Task statement —
Would you print the records as they stand, down to the last character?

Provided records —
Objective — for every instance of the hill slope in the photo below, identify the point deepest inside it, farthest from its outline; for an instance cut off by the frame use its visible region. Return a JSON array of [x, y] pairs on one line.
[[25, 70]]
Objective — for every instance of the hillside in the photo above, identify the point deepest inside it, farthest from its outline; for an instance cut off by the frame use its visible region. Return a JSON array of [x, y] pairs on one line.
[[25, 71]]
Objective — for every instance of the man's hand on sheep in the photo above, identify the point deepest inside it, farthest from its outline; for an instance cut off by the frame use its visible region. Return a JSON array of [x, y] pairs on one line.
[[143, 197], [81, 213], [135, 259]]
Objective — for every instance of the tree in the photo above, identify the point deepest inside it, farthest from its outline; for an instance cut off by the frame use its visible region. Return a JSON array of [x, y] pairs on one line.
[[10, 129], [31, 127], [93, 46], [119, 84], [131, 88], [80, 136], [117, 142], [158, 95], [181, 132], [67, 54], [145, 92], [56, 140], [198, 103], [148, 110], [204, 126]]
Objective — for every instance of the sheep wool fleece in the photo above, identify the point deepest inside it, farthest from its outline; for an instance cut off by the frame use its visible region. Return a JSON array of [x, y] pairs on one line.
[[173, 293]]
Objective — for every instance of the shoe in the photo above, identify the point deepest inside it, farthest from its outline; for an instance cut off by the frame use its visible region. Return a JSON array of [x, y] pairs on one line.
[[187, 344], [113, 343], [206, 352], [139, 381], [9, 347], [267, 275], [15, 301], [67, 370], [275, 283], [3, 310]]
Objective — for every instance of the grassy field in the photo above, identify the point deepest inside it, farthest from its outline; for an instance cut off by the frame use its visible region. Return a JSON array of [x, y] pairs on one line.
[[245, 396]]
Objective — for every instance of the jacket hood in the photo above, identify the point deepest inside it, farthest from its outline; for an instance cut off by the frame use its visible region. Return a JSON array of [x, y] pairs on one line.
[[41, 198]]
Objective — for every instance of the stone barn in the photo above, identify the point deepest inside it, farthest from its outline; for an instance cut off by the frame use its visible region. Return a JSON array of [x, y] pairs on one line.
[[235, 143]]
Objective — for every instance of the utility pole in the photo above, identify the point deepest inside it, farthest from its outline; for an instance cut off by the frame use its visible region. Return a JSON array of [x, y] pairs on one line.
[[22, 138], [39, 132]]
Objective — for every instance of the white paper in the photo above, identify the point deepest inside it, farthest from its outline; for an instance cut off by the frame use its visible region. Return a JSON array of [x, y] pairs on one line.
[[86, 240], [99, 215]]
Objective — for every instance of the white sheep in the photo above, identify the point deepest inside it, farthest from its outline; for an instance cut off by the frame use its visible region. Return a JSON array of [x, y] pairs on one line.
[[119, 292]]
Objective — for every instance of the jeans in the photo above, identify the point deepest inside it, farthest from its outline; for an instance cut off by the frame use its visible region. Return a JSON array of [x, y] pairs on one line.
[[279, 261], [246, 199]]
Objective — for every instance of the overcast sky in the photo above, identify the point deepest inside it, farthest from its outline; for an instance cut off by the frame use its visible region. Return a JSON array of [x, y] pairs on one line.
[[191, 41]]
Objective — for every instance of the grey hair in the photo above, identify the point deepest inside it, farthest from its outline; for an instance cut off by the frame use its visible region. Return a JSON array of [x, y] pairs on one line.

Expected answer —
Objective — for every instance of the hill slope in the photo below, identify the point deepest inside it, farthest from its outline; for an instance cut off by the frame use its visible region. Return a JSON array of [x, y] pairs on one line.
[[25, 70]]
Objective — for every instance of the hillside in the photo above, identify the point deepest inside it, farthest from its outline; for an instance cut off by the frame use its visible region. Return a JSON array of [x, y] pairs on one line.
[[25, 71]]
Objective — for every instance of the man's hand on sheep in the photo above, identify the point deepest inside it, farthest from its outline; for an instance cut off by the frame use its visible region. Return a JSON array of [x, y] pairs on one line.
[[143, 197], [81, 213], [135, 259]]
Objective — for every instance of the tree in the photo above, identify the point deepest inside it, farthest from its outline; for an instance cut off by the frame use its visible region. Return a JSON array of [x, y] pairs on one line.
[[10, 129], [31, 127], [93, 46], [119, 84], [131, 88], [80, 136], [117, 142], [158, 95], [181, 132], [67, 54], [145, 92], [56, 140], [198, 103], [148, 110], [204, 126]]
Objective — for every instance of the sheep wool fleece in the photo above, identify the point deepest inside it, farthest from its outline; for an instance cut off by the frame use its visible region. Return a JSON array of [x, y] pairs on one line.
[[173, 293]]
Objective — for every instance of the shoe in the photo above, identify the point deepest inside it, farthest from its outline; for an instance cut off by the frame use its visible region. Return a JSON array of [x, y] pairs on one line.
[[187, 344], [113, 343], [206, 352], [139, 381], [9, 347], [267, 275], [15, 301], [67, 370], [275, 283], [3, 310]]
Objective — for every instance of the grassy field in the photo above, identify the point deepest inside it, farthest from its outline; for an instance cut off by the frame use its visible region. Return a JSON array of [x, y] pairs on one line.
[[245, 396]]
Objective — for every instance of the jacket hood in the photo above, identify the point deepest inside it, farthest from its outline; for an instance cut off by the frame use its visible region. Return a JSON array of [x, y] pairs on one line.
[[41, 198]]
Objective — for every instance of the stone barn in the photo above, identify the point deepest inside it, farthest from its outline; for an instance cut off by the frame use its visible region. Return a JSON array of [x, y] pairs on one line.
[[235, 143]]
Objective — for every instance of the utility pole in the photo above, identify the point deepest inside it, farthest from its outline; for an instance cut off by the frame use its visible region. Return a JSON array of [x, y] pairs on one line.
[[22, 138], [39, 132]]
Objective — for every instance of the white paper in the photo above, identify the point deepest inside it, farthest from its outline; for an instance cut off by the frame use its visible region. Return a JSON array of [x, y] pairs on one line.
[[86, 240], [99, 215]]
Objective — for every instance of the white sheep in the photo above, identify the point deepest inside it, farthest from its outline; for an instance cut off by the frame use its visible region. Return a JSON array of [x, y] pairs on one line.
[[119, 292]]
Objective — for every instance of the jeans in the photo above, identify the point deepest inside it, farthest from its outline; for an instance cut off by the frame use its visible region. Return a JSON array of [x, y] pairs on one line.
[[279, 261], [246, 199]]
Objective — for every instance of the overcast sky in the photo above, identify the point deepest inside it, farthest from its outline; for an instance cut off by the frame use its visible region. Return a JSON array of [x, y] pairs on one line.
[[191, 41]]
Objective — for every instance of the grey hair in the photo above, identify the point deepest inside it, farthest from its outline; for an instance cut off by the frame use its visible region. Return a JSON array of [x, y] pairs on one line.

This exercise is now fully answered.